(Picture shape labeling records)
— begin —

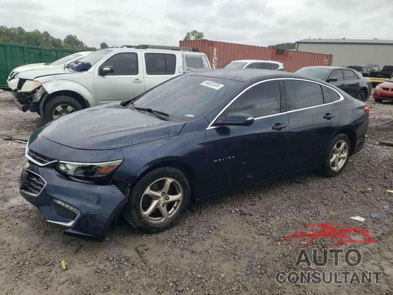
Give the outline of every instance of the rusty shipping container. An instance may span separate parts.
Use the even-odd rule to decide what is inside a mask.
[[[197,48],[206,54],[212,68],[219,68],[232,61],[261,59],[279,61],[288,72],[295,72],[303,66],[331,66],[331,54],[303,52],[294,50],[275,49],[260,46],[207,40],[180,41],[180,46]]]

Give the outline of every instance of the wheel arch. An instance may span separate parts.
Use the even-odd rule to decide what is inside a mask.
[[[190,185],[191,186],[191,196],[192,199],[195,200],[197,198],[198,194],[198,180],[195,172],[190,165],[185,163],[181,159],[177,158],[172,159],[171,157],[171,158],[162,159],[160,162],[156,162],[152,163],[150,165],[145,166],[142,167],[136,173],[137,178],[134,181],[134,183],[131,186],[131,189],[132,189],[132,186],[133,185],[134,185],[141,179],[149,172],[158,168],[165,167],[175,168],[184,173],[190,182]]]

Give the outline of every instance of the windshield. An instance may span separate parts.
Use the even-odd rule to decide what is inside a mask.
[[[51,66],[60,66],[61,65],[64,64],[79,56],[81,56],[81,55],[80,54],[74,53],[72,54],[70,54],[69,55],[64,56],[64,57],[62,57],[57,61],[55,61],[50,63],[48,63],[48,65],[50,65]]]
[[[224,66],[222,68],[241,68],[246,65],[247,63],[242,61],[231,61]]]
[[[384,67],[382,68],[382,70],[386,72],[393,72],[393,66],[384,66]]]
[[[78,60],[84,63],[90,63],[90,64],[92,65],[92,66],[93,66],[111,51],[112,50],[97,50],[94,52],[92,52],[88,55],[84,56]]]
[[[205,68],[203,60],[200,55],[185,55],[185,63],[188,70],[197,70]]]
[[[205,115],[241,83],[219,78],[182,75],[158,85],[134,102],[136,107],[167,113],[168,121],[191,121]],[[129,106],[130,105],[130,103]],[[154,116],[151,112],[138,111]]]
[[[321,68],[302,68],[295,72],[295,74],[304,75],[305,76],[311,77],[320,80],[325,79],[329,70]]]
[[[347,67],[348,68],[351,68],[353,70],[354,70],[355,71],[357,71],[360,73],[361,73],[362,71],[363,71],[363,68],[361,66],[348,66]]]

— end —

Exercise description » Update the records by replacing "even-odd rule" with "nonzero winding rule" and leaving all other wording unchanged. Leave the pictures out of your answer.

Solution to the exercise »
Give the outline of every instance of the rusty shipping container. An instance may span separate parts.
Use the nonzero winding rule to decide what is inside a mask.
[[[197,48],[206,54],[212,68],[219,68],[232,61],[261,59],[279,61],[288,72],[295,72],[303,66],[331,66],[331,54],[303,52],[294,50],[275,49],[260,46],[207,40],[180,41],[180,46]]]

Give the outline of every instance of the wheel arch. An instance may span separate parts.
Use the nonzero winding rule to decide what is inside a mask.
[[[190,185],[191,186],[191,196],[192,199],[195,200],[197,198],[198,194],[198,180],[195,172],[190,165],[185,163],[181,159],[177,158],[172,159],[171,157],[171,158],[162,159],[160,162],[156,162],[152,163],[150,165],[145,166],[142,167],[136,173],[137,178],[134,181],[134,183],[131,186],[131,189],[132,189],[132,186],[133,185],[134,185],[141,179],[149,172],[158,168],[165,167],[175,168],[184,173],[190,182]]]

Give the outline of every instance of the windshield. An instance may span separate parts.
Use the nonzero winding rule to decide what is inside a mask.
[[[51,66],[60,66],[61,65],[64,64],[79,56],[81,56],[81,55],[80,54],[74,53],[72,54],[70,54],[69,55],[64,56],[64,57],[62,57],[57,61],[55,61],[50,63],[48,63],[48,65],[50,65]]]
[[[224,66],[222,68],[241,68],[246,65],[247,63],[242,61],[231,61]]]
[[[384,67],[382,68],[382,70],[386,72],[393,72],[393,66],[384,66]]]
[[[78,60],[84,63],[90,63],[90,64],[92,65],[92,66],[93,66],[111,51],[112,50],[97,50],[94,52],[92,52],[88,55],[84,56]]]
[[[205,68],[203,60],[200,55],[185,55],[185,63],[188,70],[197,70]]]
[[[205,115],[241,83],[219,78],[182,75],[158,85],[134,102],[136,107],[167,113],[168,121],[191,121]],[[129,106],[130,105],[130,103]],[[154,116],[151,112],[138,111]]]
[[[321,68],[302,68],[295,72],[295,74],[304,75],[305,76],[311,77],[320,80],[325,79],[329,70]]]
[[[347,67],[348,68],[351,68],[353,70],[354,70],[355,71],[357,71],[360,73],[361,73],[362,71],[363,71],[363,68],[361,66],[348,66]]]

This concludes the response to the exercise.